__What is being asked__
In the excerpt below about Richard Petty's career, condense the paragraph that begins "Thirty years ago this month" while keeping its main facts.

__Extract provided__
━━━━━━━━━━━━━━━━
He didn't show the strain in his prime as a driver, winning seven championships (to be equaled only by Dale Earnhardt) and 200 Cup races (likely never to be equaled, or even approached, by anyone).
Still, he paid the price of business worry. In 1976, he underwent surgery to remove 40 percent of his ulcer-ravaged stomach. That year, against doctors' orders, he drove the most famous Daytona 500 ever, dueling with David Pearson and losing as they crashed coming to the checkered flag.
How many businesses operate for 60 years independently? Most any big companies, after a while, they go into a corporation. You get very few individual families who own a business for 60 years.
-- Richard Petty
That was about the time the wide and genuine smile began to freeze, then strain to widen for appearances' sake. By the late '70s he wasn't winning like he used to, and even when he won his sixth and seventh Daytona 500s, and his final championship in 1979, we in the media treated those as breakouts from his chronic slumping.
Thirty years ago this month, his only son, Kyle, climbed into a race car for the first time, at age 18. Another mouth to feed at Petty Enterprises meant another driver to fund, equip and promote, hundreds of thousands of dollars a year in those days, and so the business burden on Richard's shoulders doubled.
About then, he admitted to me that he was in a vortex. He couldn't win, couldn't recover, because he couldn't focus as a driver -- had to spend too much time worrying with the business side. And if he couldn't win, the business side sank irrevocably.
Results were dismal. As a driver, Kyle was star-crossed. And with the death of Kyle's fabulously talented eldest son, Adam, in a crash in 2000, all hope of continuation of the Petty dynasty was destroyed.
━━━━━━━━━━━━━━━━
[Saved entries]
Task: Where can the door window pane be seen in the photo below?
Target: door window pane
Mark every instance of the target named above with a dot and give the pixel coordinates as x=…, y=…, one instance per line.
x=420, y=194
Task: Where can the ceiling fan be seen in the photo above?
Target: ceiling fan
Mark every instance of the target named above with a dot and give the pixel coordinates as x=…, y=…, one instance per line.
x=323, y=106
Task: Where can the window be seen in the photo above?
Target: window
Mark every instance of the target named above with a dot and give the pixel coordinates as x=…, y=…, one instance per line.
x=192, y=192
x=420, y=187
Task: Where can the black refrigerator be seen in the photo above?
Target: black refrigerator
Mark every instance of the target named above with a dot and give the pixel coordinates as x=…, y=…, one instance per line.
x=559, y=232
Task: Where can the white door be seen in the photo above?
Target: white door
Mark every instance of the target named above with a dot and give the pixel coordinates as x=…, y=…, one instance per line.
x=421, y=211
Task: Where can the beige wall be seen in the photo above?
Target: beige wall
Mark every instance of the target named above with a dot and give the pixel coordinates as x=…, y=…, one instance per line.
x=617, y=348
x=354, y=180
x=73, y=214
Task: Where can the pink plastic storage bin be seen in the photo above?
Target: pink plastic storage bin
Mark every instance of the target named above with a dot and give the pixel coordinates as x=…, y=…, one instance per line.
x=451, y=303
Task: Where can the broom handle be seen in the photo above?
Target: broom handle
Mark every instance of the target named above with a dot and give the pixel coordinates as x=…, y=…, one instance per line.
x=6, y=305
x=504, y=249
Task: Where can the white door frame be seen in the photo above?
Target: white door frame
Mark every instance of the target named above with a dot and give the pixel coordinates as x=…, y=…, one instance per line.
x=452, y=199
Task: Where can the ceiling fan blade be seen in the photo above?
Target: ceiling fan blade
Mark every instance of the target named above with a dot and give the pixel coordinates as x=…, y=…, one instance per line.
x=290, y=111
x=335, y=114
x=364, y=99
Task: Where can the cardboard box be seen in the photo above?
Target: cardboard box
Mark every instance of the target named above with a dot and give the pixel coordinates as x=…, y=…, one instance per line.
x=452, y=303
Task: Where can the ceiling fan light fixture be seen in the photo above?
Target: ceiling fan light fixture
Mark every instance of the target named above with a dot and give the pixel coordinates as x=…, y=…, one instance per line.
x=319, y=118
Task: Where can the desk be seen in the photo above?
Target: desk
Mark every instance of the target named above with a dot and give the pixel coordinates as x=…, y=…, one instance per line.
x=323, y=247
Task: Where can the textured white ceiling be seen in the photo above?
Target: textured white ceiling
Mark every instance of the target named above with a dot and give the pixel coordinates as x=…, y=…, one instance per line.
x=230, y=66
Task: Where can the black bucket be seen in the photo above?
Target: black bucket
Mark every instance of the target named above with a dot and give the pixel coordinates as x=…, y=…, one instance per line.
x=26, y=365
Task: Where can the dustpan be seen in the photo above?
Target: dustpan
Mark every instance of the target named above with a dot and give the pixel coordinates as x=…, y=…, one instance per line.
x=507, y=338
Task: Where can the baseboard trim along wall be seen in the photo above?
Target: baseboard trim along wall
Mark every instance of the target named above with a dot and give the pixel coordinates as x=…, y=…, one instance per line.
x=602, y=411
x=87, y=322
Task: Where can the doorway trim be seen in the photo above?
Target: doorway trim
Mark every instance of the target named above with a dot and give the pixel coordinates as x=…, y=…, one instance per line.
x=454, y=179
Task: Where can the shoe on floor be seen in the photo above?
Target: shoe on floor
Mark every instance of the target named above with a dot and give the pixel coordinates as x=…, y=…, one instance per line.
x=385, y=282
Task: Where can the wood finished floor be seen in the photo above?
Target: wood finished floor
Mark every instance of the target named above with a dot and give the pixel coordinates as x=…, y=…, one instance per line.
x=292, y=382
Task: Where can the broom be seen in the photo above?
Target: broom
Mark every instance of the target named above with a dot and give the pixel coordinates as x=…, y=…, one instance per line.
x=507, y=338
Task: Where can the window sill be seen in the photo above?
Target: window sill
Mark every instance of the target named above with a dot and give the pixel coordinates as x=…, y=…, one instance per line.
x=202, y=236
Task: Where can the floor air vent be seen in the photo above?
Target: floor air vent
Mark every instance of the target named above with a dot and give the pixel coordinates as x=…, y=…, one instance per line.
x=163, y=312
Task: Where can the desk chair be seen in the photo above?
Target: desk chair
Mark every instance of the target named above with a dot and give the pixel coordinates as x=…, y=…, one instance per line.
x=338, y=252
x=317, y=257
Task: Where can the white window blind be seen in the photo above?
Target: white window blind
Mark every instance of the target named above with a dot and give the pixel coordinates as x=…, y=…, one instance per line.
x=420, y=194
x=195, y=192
━━━━━━━━━━━━━━━━
__Solution__
Thirty years ago this month, Richard's only son, Kyle, first drove a race car at age 18. A second driver at Petty Enterprises had to be funded, equipped and promoted, at a cost of hundreds of thousands of dollars a year in those days, which doubled Richard's business burden.